* _Study text_
──────
The Stone of Destiny & The Scots: The Stone’s Journey to Perth Museum
In December 2020, it was announced that the Stone of Destiny was to be returned to Perth to be the centrepiece of the new Perth Museum. In this location, the Stone of Destiny is as near as it is possible to be to its historical location in Scone Abbey. This is as it should be. It is where the Stone of Destiny belongs.
This book tells the story of the Stone of Destiny and The Scots, an ancient wandering people, referred to in the Declaration of Arbroath. The chronicles record that they brought the stone from Spain to Ireland and then to Argyll, but these accounts have been dismissed by most experts as, ‘nothing but myth and fantasy’. The book, however, reports new evidence from DNA, archaeological and linguistic sources, which suggests that there may be more than a kernel of truth in that legendary claim.
──────
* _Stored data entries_

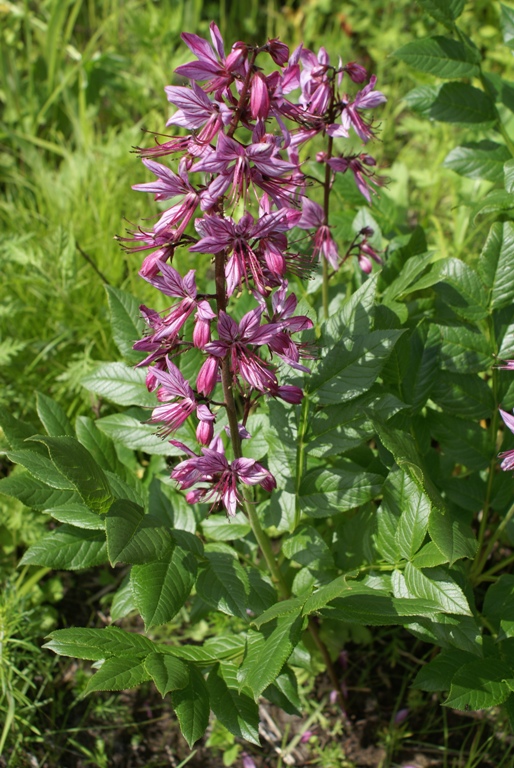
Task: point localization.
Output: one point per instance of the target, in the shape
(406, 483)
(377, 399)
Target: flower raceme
(240, 181)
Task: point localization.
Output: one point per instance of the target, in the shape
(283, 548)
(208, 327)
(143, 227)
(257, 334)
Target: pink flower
(359, 165)
(351, 117)
(172, 284)
(234, 340)
(178, 397)
(220, 478)
(507, 456)
(255, 245)
(196, 110)
(170, 185)
(205, 428)
(212, 66)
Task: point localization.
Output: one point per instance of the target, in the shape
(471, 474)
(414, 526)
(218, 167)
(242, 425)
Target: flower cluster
(241, 189)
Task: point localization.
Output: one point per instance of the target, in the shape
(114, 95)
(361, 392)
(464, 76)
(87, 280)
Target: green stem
(326, 210)
(264, 543)
(300, 457)
(483, 553)
(492, 542)
(489, 575)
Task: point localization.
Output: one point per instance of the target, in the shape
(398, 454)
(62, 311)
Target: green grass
(79, 81)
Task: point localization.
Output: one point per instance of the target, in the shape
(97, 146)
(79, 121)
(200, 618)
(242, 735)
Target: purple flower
(278, 51)
(255, 245)
(213, 67)
(170, 185)
(233, 341)
(248, 762)
(313, 215)
(236, 166)
(401, 716)
(351, 117)
(172, 284)
(220, 478)
(356, 72)
(205, 428)
(178, 397)
(359, 165)
(507, 456)
(315, 85)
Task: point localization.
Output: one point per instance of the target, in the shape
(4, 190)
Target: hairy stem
(482, 551)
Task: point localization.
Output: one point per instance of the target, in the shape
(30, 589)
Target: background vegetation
(79, 82)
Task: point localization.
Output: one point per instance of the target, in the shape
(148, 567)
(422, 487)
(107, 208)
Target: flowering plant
(331, 478)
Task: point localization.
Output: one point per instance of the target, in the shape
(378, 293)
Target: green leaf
(354, 316)
(118, 675)
(34, 493)
(99, 446)
(507, 25)
(452, 536)
(480, 684)
(192, 707)
(284, 692)
(403, 447)
(41, 468)
(134, 537)
(238, 712)
(168, 672)
(68, 548)
(219, 528)
(440, 56)
(96, 644)
(307, 547)
(464, 350)
(121, 385)
(444, 11)
(437, 675)
(410, 270)
(499, 606)
(53, 417)
(133, 434)
(265, 658)
(327, 593)
(495, 264)
(352, 366)
(366, 609)
(508, 170)
(453, 102)
(77, 515)
(464, 441)
(262, 592)
(461, 288)
(429, 556)
(224, 585)
(161, 589)
(326, 492)
(77, 464)
(282, 438)
(464, 395)
(461, 632)
(436, 585)
(336, 429)
(127, 324)
(498, 201)
(123, 601)
(478, 160)
(16, 432)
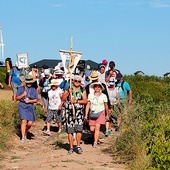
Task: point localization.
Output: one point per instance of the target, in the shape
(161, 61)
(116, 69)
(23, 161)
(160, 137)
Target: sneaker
──────
* _Action item 1_
Update the stretch of the Stone of Destiny text from "The Stone of Destiny &" through "that legendary claim.", replacing "kernel" with "grain".
* _Action item 2_
Say whether each statement agrees with the Stone of Destiny text, answering yes or no and quoting the deciding words: (a) The return of the stone to Perth was announced in December 2020. (b) Most experts accept the chronicles' account of the stone's journey from Spain. (c) The book reports new evidence from DNA sources.

* _Task output 1_
The Stone of Destiny & The Scots: The Stone’s Journey to Perth Museum
In December 2020, it was announced that the Stone of Destiny was to be returned to Perth to be the centrepiece of the new Perth Museum. In this location, the Stone of Destiny is as near as it is possible to be to its historical location in Scone Abbey. This is as it should be. It is where the Stone of Destiny belongs.
This book tells the story of the Stone of Destiny and The Scots, an ancient wandering people, referred to in the Declaration of Arbroath. The chronicles record that they brought the stone from Spain to Ireland and then to Argyll, but these accounts have been dismissed by most experts as, ‘nothing but myth and fantasy’. The book, however, reports new evidence from DNA, archaeological and linguistic sources, which suggests that there may be more than a grain of truth in that legendary claim.

* _Task output 2_
(a) Yes: "In December 2020, it was announced that the Stone of Destiny was to be returned to Perth"
(b) No: "these accounts have been dismissed by most experts as, ‘nothing but myth and fantasy’"
(c) Yes: "new evidence from DNA, archaeological and linguistic sources"